======== Task material
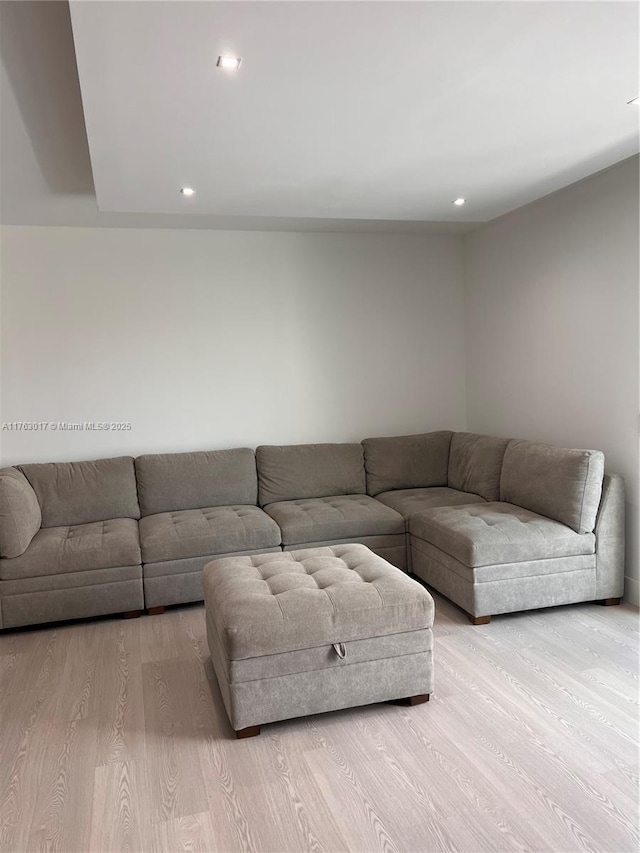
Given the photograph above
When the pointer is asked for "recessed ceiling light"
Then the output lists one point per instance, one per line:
(229, 63)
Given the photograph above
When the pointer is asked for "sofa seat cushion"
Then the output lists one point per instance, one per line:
(409, 501)
(202, 532)
(491, 533)
(331, 518)
(77, 548)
================
■ What you have to do:
Write out every line of the rows above precisely as they appear, leaving out the pictures.

■ The answer:
Given the photograph above
When the pointer is asked for "recessed ceiling light"
Then the output lists one point per instance, one per line:
(229, 63)
Given the photograph above
When the pointer is asked for "sofa seat cushion"
Then the output lists one point per instance, one per line:
(409, 501)
(202, 532)
(491, 533)
(331, 518)
(77, 548)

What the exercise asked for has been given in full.